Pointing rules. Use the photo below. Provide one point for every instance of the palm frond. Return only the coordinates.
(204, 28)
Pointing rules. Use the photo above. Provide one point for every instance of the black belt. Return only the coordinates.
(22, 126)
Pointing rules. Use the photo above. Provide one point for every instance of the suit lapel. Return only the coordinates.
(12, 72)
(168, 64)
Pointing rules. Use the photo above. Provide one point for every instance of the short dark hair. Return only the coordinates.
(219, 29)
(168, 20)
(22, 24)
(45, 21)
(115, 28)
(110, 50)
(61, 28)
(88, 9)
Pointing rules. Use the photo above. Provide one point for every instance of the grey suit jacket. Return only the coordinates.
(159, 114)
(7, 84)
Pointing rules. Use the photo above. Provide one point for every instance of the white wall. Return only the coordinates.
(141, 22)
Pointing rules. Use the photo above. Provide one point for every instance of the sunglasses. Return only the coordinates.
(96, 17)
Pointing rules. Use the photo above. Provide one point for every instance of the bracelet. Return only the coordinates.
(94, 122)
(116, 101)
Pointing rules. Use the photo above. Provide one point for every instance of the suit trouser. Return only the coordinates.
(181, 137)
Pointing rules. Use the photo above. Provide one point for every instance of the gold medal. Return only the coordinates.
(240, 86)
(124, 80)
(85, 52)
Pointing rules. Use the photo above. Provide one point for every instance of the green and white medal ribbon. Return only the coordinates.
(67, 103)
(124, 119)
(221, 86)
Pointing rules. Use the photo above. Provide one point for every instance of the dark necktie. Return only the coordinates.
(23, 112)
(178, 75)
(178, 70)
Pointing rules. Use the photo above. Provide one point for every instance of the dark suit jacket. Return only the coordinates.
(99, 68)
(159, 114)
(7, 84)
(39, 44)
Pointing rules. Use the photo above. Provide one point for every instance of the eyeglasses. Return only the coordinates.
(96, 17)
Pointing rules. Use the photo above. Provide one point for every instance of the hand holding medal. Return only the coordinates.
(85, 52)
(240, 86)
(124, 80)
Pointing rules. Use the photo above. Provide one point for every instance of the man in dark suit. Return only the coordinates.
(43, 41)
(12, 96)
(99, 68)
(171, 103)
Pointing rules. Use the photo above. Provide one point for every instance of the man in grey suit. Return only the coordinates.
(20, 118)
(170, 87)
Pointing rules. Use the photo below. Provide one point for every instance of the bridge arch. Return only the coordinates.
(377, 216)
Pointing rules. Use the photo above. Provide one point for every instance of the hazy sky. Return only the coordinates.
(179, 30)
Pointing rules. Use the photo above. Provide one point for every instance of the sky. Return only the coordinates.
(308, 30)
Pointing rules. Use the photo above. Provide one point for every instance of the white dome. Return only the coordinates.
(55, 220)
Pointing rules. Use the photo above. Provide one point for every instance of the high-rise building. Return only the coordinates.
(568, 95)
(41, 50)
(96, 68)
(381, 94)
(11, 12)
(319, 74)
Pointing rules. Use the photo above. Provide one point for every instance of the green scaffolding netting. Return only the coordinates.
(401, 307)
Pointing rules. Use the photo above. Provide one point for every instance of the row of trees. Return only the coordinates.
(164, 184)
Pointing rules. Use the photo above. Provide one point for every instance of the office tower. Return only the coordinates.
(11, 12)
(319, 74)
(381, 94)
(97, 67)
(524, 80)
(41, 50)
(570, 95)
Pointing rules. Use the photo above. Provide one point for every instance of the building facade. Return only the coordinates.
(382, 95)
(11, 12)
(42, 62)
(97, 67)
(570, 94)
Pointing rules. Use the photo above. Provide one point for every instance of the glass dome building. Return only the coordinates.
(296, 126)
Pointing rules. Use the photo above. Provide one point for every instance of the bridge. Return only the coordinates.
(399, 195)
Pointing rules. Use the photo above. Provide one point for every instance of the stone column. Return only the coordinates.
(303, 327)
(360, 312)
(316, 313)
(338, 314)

☆ ☆ ☆ ☆

WHAT TO PRODUCE = Reproduce the listing above verbatim, keeping every line in its original order.

WRITTEN SOLUTION =
Pointing rules. Use the photo below. Provide one point for every instance of the palm frond. Return only the coordinates.
(204, 28)
Pointing rules. Use the photo above. Provide one point for every instance of the black belt. Return only the coordinates.
(22, 126)
Pointing rules. Use the photo above. Provide one point for every instance of the suit lapel. Return only the coordinates.
(12, 72)
(168, 64)
Pointing rules. Use the photo above. Provide one point for every instance of the short dark hair. Return only the coordinates.
(219, 29)
(168, 20)
(22, 24)
(45, 21)
(115, 28)
(110, 50)
(61, 28)
(88, 9)
Pointing rules. Use the photo above. Provide one point for every instance of the grey suit jacket. Return only the coordinates.
(159, 114)
(7, 84)
Pointing rules. Use the photo above. Provide one point for every instance of the white wall. Return only the coordinates.
(141, 22)
Pointing rules. Use the photo above. Provide one point for every instance of the sunglasses. Return only the coordinates.
(96, 17)
Pointing rules. Use the photo above. Provide one point for every instance of the bracelet. Return only the coordinates.
(94, 122)
(116, 101)
Pointing rules. Use the photo above. Provide one point for every instance of the suit trouser. Return only the coordinates.
(181, 137)
Pointing rules. Use the photo above. Provide one point for every instance of the gold medal. Return only the coordinates.
(240, 86)
(124, 80)
(85, 52)
Pointing rules. Use the photo above. Provide one point for every instance of the green and white medal ribbon. Return only the coordinates.
(67, 103)
(124, 119)
(221, 86)
Pointing rules. Use the photo above. Provide one point for every instance of the dark necktie. Return only the coordinates.
(23, 112)
(178, 75)
(178, 70)
Pointing rules. Use the photo above. Provide one point for every instance of the dark suit jacket. Return only the coordinates.
(99, 68)
(159, 114)
(7, 84)
(39, 44)
Pointing rules. Use the photo above. Provide one point for every instance of the eyeglasses. Return only the coordinates.
(96, 17)
Pointing rules. Use the photo above. Provide one point for every instance of the hand holding medal. Return only the coordinates.
(85, 52)
(240, 86)
(124, 80)
Pointing rules. Use the photo above. Provide one point for every instance of the man in dark suit. Return only the coordinates.
(43, 41)
(12, 96)
(99, 68)
(171, 103)
Pointing rules. Use the photo above. Provide one point for every instance of the man in grey suit. Return only the coordinates.
(20, 118)
(170, 87)
Pointing rules. Use the photo below. Provide one point for every instance of the bridge arch. Return only the coordinates.
(377, 216)
Pointing rules. Use the photo above. Provide one point for every instance of the hazy sky. Return only the coordinates.
(179, 30)
Pointing rules. Use the photo above. Provide one point for every instance of the sky. Return only the coordinates.
(308, 30)
Pointing rules. Use the photo above. Provide one point for every instance of the white dome. Return only the coordinates.
(55, 220)
Pointing rules. Use the photo above. Provide one point for every instance of the high-rise building. Return only the coordinates.
(568, 95)
(41, 50)
(96, 68)
(381, 94)
(11, 12)
(319, 74)
Pointing rules. Use the photo above. Provide one point for every instance of the green scaffolding netting. Return only the coordinates.
(401, 307)
Pointing rules. Use the photo above. Provide one point for every instance of the row of trees. Return only the coordinates.
(164, 184)
Pointing rules. Use the photo above. Provide one point for every instance of the office tower. Return only the coordinates.
(11, 12)
(319, 74)
(381, 94)
(97, 67)
(524, 80)
(41, 50)
(570, 95)
Pointing rules. Use the photo above. Provide one point for every instance of the building facade. Return only the coordinates.
(382, 95)
(11, 12)
(42, 62)
(97, 67)
(570, 94)
Pointing rules. Use the photo above. Provide one point for every instance of the glass dome building. Return only the coordinates.
(296, 126)
Pointing rules. Use the photo above. Provide one point for every instance of the bridge. Return only the coordinates.
(399, 195)
Pointing rules. Use the photo above. Provide one point for every instance of the stone column. Return only the coordinates.
(303, 327)
(360, 312)
(316, 313)
(338, 314)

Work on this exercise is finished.